Requirement 1:
Please write out the sentiment analysis text below from "For unsupervised learning" to "set of tools.", without changing anything.
Requirement 2:
Extend the sentiment analysis text below, picking up right after its last sentence.

Teaching the computer to understand feelings.
For unsupervised learning models like k-means and LDA, the objective is often discovery. We have a set of unlabeled data, and we want to get a sense of how we might organize the documents – how we might sort them into buckets. But frequently social scientists turn to text data because we’re interested in measuring some concept that is tough to quantify in other ways. For this, we’ll want a different set of tools.
To illustrate the process of measurement using text data, let’s consider the field of sentiment analysis. We have a set of documents, and we’re interested in classifying the sentiment/emotion the author is trying to convey – positive, negative, or neutral. Here is a dataset of 945 tweets about the Supreme Court that I compiled for a project with Jake Truscott and Elise Blasingame.
library(tidyverse)
library(tidytext)
# load the tweets
tweets <- read_csv('data/supreme-court-tweets.csv')
tweets |> select(-tweet_id)
# A tibble: 945 × 4
text expert1 expert2 expert3
<chr> <dbl> <dbl> <dbl>
1 "Just in time for #PrideMonth #Pride2018 #… 1 -1 -1
2 "The silliness of the day-long kerfuffle o… 1 -1 -1
3 "The @Scotus ruling was a \U0001f967 pie-i… 1 -1 1
4 "Let’s be real, lame anti-gay cake probabl… 1 1 -1
5 "#ReligiousFreedom #SCOTUS \r\nWould a Mus… 1 -1 -1
6 "I’m happy SCOTUS ruled in favor of the ba… 1 -1 -1
7 "Breaking: Supreme Court rules New York pr… 1 -1 0
8 "SUPREME COURT: \r\n\r\nTRUMP IS NOT ABOVE… 1 1 -1
9 "Not gonna lie....shocked Kavanaugh rules … -1 1 1
10 "Gonna have a drink at “the low bar” to ce… -1 -1 1
# ℹ 935 more rows
The dataset contains the text of the tweet, plus three “expert” ratings on a scale from -1 (negative), 0 (neutral), to 1 (positive). Each author independently read and coded each tweet1 then discussed the cases where we disagreed, going back for a second round of coding on those tweets where everyone produced a different measure. One way to assess how well we did at capturing sentiment is inter-coder reliability (aka Fleiss’ kappa), which measures how frequently the coders agreed relative to chance, on a scale from -1 (complete disagreement on everything) to 1 (perfect agreement on everything).
library(irr)
tweets |>
select(expert1, expert2, expert3) |>
kappam.fleiss()
Fleiss' Kappa for m Raters
Subjects = 920
Raters = 3
Kappa = 0.688
z = 48.9
p-value = 0
Manually labeling your documents has twin advantages of accuracy and transparency (when combined with a codebook describing why you coded things the way you did). But its main disadvantage is in scaling: it’s difficult, costly, and/or time-consuming to hand-code more than a few thousand documents this way. If we want to work with a larger corpus, we need an automated method. As a first pass, let’s consider dictionary classification.

Supplied data:
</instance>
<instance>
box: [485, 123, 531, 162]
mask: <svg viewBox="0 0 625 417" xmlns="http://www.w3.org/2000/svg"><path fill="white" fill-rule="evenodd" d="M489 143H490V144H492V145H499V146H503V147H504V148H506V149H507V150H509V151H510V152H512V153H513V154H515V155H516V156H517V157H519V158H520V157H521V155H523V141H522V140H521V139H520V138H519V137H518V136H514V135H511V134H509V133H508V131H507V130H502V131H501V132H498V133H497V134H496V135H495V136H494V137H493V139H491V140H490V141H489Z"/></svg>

Answer 1:
For unsupervised learning models like k-means and LDA, the objective is often discovery. We have a set of unlabeled data, and we want to get a sense of how we might organize the documents – how we might sort them into buckets. But frequently social scientists turn to text data because we’re interested in measuring some concept that is tough to quantify in other ways. For this, we’ll want a different set of tools.

Answer 2:
The dictionary method is pure bag of words. We count up the number of words with a positive sentiment and the number of words with a negative sentiment and take the difference. Tweets with more positive words than negative words are coded positive, and vice versa.
To do so, we’ll join the tokenized text data with a sentiment lexicon, a list of words paired with their associated sentiment. The tidytext
package comes with four sentiment lexicons built in.
get_sentiments('bing')
# A tibble: 6,786 × 2
word sentiment
<chr> <chr>
1 2-faces negative
2 abnormal negative
3 abolish negative
4 abominable negative
5 abominably negative
6 abominate negative
7 abomination negative
8 abort negative
9 aborted negative
10 aborts negative
# ℹ 6,776 more rows
get_sentiments('afinn')
# A tibble: 2,477 × 2
word value
<chr> <dbl>
1 abandon -2
2 abandoned -2
3 abandons -2
4 abducted -2
5 abduction -2
6 abductions -2
7 abhor -3
8 abhorred -3
9 abhorrent -3
10 abhors -3
# ℹ 2,467 more rows
Since it is the most extensive, we’ll work with the bing lexicon in this tutorial.
tidy_tweets <- tweets |>
# tokenize to the word level
unnest_tokens(input = 'text',
output = 'word') |>
# join with the sentiment lexicon
inner_join(get_sentiments('bing'))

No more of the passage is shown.